> _Passage shown_
═══
The Russian attack on Ukraine
A historical background
The war in Ukraine is not just a response to the expansion of NATO or an attempt to reverse the disintegration of the Soviet Union. Some of the reasons lie in the more distant past. This article explores the historical roots
AQA 1H Tsarist and Communist Russia, 1855–1964
AQA 2N Revolution and dictatorship: Russia, 1917–1953
Edexcel Paper 1, Option 1E Russia, 1917–91: from Lenin to Yeltsin
Edexcel Paper 2, Option 2C Russia in revolution, 1894–1924
Edexcel Paper 3, Option 38.1 The making of modern Russia, 1855–1991
OCR Y249/Y219 Russia 1894–1941
OCR Y318 Russia and its rulers, 1855–1964
WJEC Unit 3, Part 10 Changing leadership and society in Russia, c.1881-1989
commemorating the famine of the 1930s
The Russian President Vladimir Putin is partly right when he states that Ukraine and Russia have the same cultural roots. Russians, Belarusians and Ukrainians can all trace their origins back to the Kyivan Rus (or Kievan Rus, to use the Russian spelling).
The Kyivan Rus
The Kyivan Rus was a large and influential medieval principality, mostly inhabited by East Slavic tribes. It was founded in the ninth century by Viking warrior-traders on the banks of the Dnieper River and was part of the trade route from Scandinavia to Constantinople. In 988, Grand Prince Volodymyr of Kyiv and his East Slavic subjects were baptised. They took their form of Christianity from Byzantium rather than Rome and became part of the Orthodox Christian world.
With the arrival of troops of the Mongol Empire in the mid-thirteenth century, the land of the Kyivan Rus was broken up. The western and southwestern parts, which constitute most of the territory of today’s Ukraine and Belarus, were divided between the Grand Duchy of Lithuania and the Kingdom of Poland. Meanwhile, the northern and northeastern parts – the heartland of the later Russian state – remained under Mongol rule.
For the next 400 years, the Ukrainian lands partook of all the cultural and political developments of Europe while the Principality of Muscovy – later to become a grand principality and then Tsardom – was cut off for 200 years and then only reluctantly opened up. During this period the East Slavs developed into three distinct groups, with different political cultures, traditions and customs. In the mid-seventeenth century, Russian diplomats needed translators to understand the language spoken by Ukrainian Cossacks.
After the fall of the Mongol Empire in the fifteenth century, the rulers of Muscovy set themselves the task of reconquering the lands of the old Kyivan Rus. They justified interventions in the domestic affairs of neighbouring countries with the pretext that they were protecting Orthodox believers.
The grand dukes of Lithuania who were also kings of Poland were the main rivals of the tsars in Moscow for the heritage of the Kyivan Rus, but they were at a disadvantage compared to the tsars. They were Catholic, while the people living in the territories which make up today’s Ukraine and Belarus were Orthodox – like the rulers of Muscovy.
During the seventeenth and eighteenth centuries the Russian tsars and their allies managed to destroy the Polish–Lithuanian Commonwealth and annex about 90% of the territory of today’s Ukraine. The Tsardom of Muscovy became the Russian Empire and in 1914 most of Ukraine was part of this. The remaining 10% of the territory around Lviv and Chernivtsy were part of the Austrian-Hungarian Empire.
═══
> _Supplied material_
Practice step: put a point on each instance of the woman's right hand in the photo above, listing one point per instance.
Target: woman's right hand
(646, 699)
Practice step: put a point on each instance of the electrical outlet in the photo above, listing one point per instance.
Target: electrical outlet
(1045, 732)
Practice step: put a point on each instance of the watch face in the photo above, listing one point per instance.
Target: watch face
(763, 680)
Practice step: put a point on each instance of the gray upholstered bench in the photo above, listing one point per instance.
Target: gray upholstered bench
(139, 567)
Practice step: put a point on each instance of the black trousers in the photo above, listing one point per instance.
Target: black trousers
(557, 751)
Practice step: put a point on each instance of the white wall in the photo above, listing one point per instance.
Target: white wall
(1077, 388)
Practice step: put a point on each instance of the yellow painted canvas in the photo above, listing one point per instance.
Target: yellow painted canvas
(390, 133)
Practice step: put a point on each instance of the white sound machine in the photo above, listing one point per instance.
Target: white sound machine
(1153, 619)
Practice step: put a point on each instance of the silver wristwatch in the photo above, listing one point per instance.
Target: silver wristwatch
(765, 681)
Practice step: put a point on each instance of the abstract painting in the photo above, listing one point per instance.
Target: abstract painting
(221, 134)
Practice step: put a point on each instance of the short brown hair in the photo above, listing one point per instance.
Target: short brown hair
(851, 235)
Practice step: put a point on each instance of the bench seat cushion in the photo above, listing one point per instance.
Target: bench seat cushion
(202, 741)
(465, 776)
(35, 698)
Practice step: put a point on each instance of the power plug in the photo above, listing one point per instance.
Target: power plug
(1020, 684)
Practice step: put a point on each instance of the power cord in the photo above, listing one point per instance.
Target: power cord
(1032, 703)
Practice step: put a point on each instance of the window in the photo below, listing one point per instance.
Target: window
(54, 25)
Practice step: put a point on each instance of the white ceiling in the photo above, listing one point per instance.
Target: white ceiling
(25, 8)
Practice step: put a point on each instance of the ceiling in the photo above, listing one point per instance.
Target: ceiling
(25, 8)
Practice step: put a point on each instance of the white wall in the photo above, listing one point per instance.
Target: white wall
═══
> _Work to complete_
A - Answer these from the article on Ukraine's historical background, one line each:
(i) Who founded the Kyivan Rus, and in which century?
(ii) In what year were Grand Prince Volodymyr of Kyiv and his East Slavic subjects baptised?
(iii) About what share of today's Ukraine did the Russian tsars and their allies annex during the seventeenth and eighteenth centuries?
B - Write out the stretch of the Ukraine history article from "The grand dukes" through "rulers of Muscovy.", keeping every word and mark unchanged.
C - Extend the article on Ukraine's historical background past its last sentence with two paragraphs in the same expository style.

> _Solved tasks_
A -
(i) Viking warrior-traders, in the ninth century.
(ii) 988.
(iii) About 90%.

B -
The grand dukes of Lithuania who were also kings of Poland were the main rivals of the tsars in Moscow for the heritage of the Kyivan Rus, but they were at a disadvantage compared to the tsars. They were Catholic, while the people living in the territories which make up today’s Ukraine and Belarus were Orthodox – like the rulers of Muscovy.

C -
Ukraine: an ‘invented nation’?
There is a long tradition among the Russian political elite of opposing the very idea of the existence of a Ukrainian nation. Putin’s imperial predecessors believed that Great Russians, Ukrainians and Belarusians were three branches of the Russian people – in other words, that they are all essentially Russians. In the nineteenth century, Russian imperial authorities referred to Ukrainians as Little Russians and their language – called the Little Russian dialect – was considered a corrupted form of Russian. The imperial authorities fought the Ukrainian national movement and suppressed Ukrainian publications.
For Putin, the idea that Ukraine constitutes a nation is a nineteenth- and early twentieth-century invention dreamed up by Russia’s enemies at the time: the Poles, Austria-Hungary and the German Empire. In Putin’s view, these enemies encouraged the Ukrainian national movement in order to weaken Russia, a strategy which Putin considers is now being continued by ‘the West’ (the USA, NATO and the European Union).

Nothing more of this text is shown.